> **BRIEF**: Show every line below where "before" appears.

*** EXTRACTED RECORDS Section Begins ***

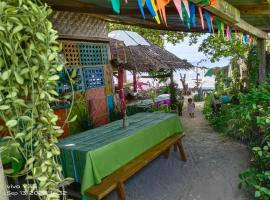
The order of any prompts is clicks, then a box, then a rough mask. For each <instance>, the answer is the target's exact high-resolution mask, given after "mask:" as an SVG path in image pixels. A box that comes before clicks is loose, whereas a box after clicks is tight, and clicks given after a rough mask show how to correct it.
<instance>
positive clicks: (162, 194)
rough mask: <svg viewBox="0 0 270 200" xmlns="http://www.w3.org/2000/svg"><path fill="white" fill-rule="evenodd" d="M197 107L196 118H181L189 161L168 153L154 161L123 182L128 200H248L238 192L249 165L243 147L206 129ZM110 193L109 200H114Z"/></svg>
mask: <svg viewBox="0 0 270 200" xmlns="http://www.w3.org/2000/svg"><path fill="white" fill-rule="evenodd" d="M202 106H203V104H202V103H198V104H197V105H196V117H195V118H194V119H190V118H189V117H188V116H187V113H186V112H184V114H183V117H182V118H181V120H182V123H183V126H184V128H185V133H186V137H185V138H184V140H183V144H184V147H185V150H186V155H187V159H188V161H187V162H186V163H185V162H182V161H179V159H178V153H175V152H171V154H170V157H169V159H164V158H163V157H160V158H158V159H157V160H155V161H153V162H152V163H151V164H150V165H149V166H147V167H146V168H144V169H143V170H142V171H141V172H140V173H138V174H137V175H135V176H134V177H133V178H131V179H130V180H129V181H127V182H126V184H125V185H126V196H127V200H250V199H251V198H250V197H248V196H247V194H246V193H245V191H243V190H239V189H238V183H239V179H238V175H239V173H240V172H241V171H243V170H244V169H245V168H246V167H247V166H248V164H249V153H248V149H247V147H246V146H244V145H242V144H240V143H238V142H235V141H233V140H230V139H228V138H225V137H223V136H221V135H220V134H218V133H215V131H214V130H213V129H212V128H211V127H210V126H209V124H208V123H207V121H206V120H205V119H204V116H203V115H202ZM116 199H118V198H117V195H116V193H112V194H111V195H110V196H109V197H108V200H116Z"/></svg>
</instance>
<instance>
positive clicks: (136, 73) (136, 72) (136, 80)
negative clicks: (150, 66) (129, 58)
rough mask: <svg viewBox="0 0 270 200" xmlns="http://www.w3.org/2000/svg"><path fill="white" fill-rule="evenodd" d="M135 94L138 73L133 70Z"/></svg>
mask: <svg viewBox="0 0 270 200" xmlns="http://www.w3.org/2000/svg"><path fill="white" fill-rule="evenodd" d="M132 75H133V92H135V93H136V92H137V72H136V71H135V70H133V73H132Z"/></svg>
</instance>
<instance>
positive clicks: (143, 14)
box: [137, 0, 145, 19]
mask: <svg viewBox="0 0 270 200" xmlns="http://www.w3.org/2000/svg"><path fill="white" fill-rule="evenodd" d="M137 3H138V7H139V9H140V12H141V15H142V17H143V18H144V19H145V14H144V10H143V2H142V0H137Z"/></svg>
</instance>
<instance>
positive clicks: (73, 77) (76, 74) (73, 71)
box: [71, 69, 77, 78]
mask: <svg viewBox="0 0 270 200" xmlns="http://www.w3.org/2000/svg"><path fill="white" fill-rule="evenodd" d="M76 76H77V73H76V70H75V69H74V70H72V73H71V78H76Z"/></svg>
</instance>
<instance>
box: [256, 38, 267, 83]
mask: <svg viewBox="0 0 270 200" xmlns="http://www.w3.org/2000/svg"><path fill="white" fill-rule="evenodd" d="M257 43H258V59H259V63H260V64H259V81H260V83H263V82H264V81H265V80H266V73H265V71H266V41H265V39H260V38H258V40H257Z"/></svg>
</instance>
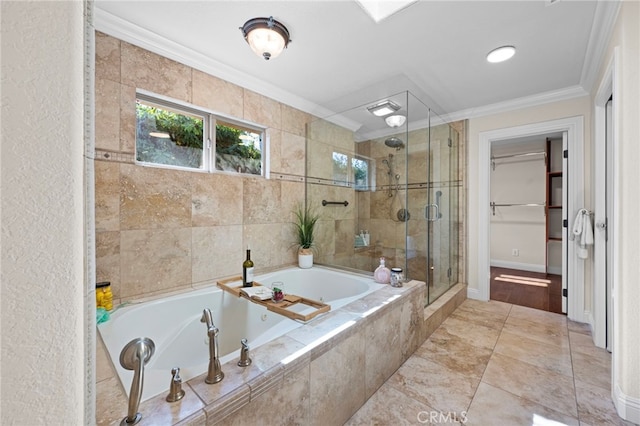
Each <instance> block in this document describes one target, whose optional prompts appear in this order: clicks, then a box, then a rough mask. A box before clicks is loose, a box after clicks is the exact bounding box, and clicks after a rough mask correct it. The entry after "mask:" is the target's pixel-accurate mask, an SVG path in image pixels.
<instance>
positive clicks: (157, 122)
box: [136, 93, 266, 176]
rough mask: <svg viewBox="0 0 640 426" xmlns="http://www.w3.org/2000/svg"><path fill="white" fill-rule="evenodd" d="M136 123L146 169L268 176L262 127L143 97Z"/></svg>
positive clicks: (140, 158) (142, 154)
mask: <svg viewBox="0 0 640 426" xmlns="http://www.w3.org/2000/svg"><path fill="white" fill-rule="evenodd" d="M136 118H137V119H136V124H137V126H136V161H138V162H140V163H142V164H144V165H151V166H157V167H170V168H179V169H187V170H199V171H205V172H212V171H216V170H217V171H223V172H229V173H242V174H251V175H258V176H260V175H263V174H264V169H265V167H264V161H266V158H265V155H263V151H264V133H265V131H264V128H262V127H259V126H257V125H253V124H249V123H245V122H242V121H240V120H234V119H231V118H227V117H221V116H217V115H215V114H213V113H210V112H207V111H204V110H198V109H196V108H193V107H188V106H183V105H180V104H178V103H173V102H171V101H165V100H160V99H156V98H154V97H152V96H150V95H146V94H140V93H139V94H138V99H137V100H136ZM210 129H215V134H213V132H212V131H211V130H210Z"/></svg>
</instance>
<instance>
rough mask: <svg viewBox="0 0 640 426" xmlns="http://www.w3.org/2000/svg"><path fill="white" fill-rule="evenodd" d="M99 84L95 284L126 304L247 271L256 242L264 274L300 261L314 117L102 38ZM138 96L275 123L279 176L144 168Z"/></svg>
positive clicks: (100, 57) (239, 117) (215, 77)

*** EXTRACTED RECORDS Section Ends ***

> **EXERCISE ANSWER**:
The order of any prompts is clicks, then a box, then a rough mask. For each <instance>, the answer is the target's exact high-resolution mask, given after "mask:" as an SVG path in image pixels. A box that comes before clicks is loose, whereas a box after clicks is tight, and clicks given after a rough mask show how to correct it.
Each <instance> block in this document describes one target, whose optional prompts appear in this order: clicks, then a box, then a rough mask. A box before clicks is loose, a box after clicks is the exact bounding box, and clicks after a rough mask correct it. The entry after "mask:" is the target's pixel-accurate mask, an SVG path in image pixels.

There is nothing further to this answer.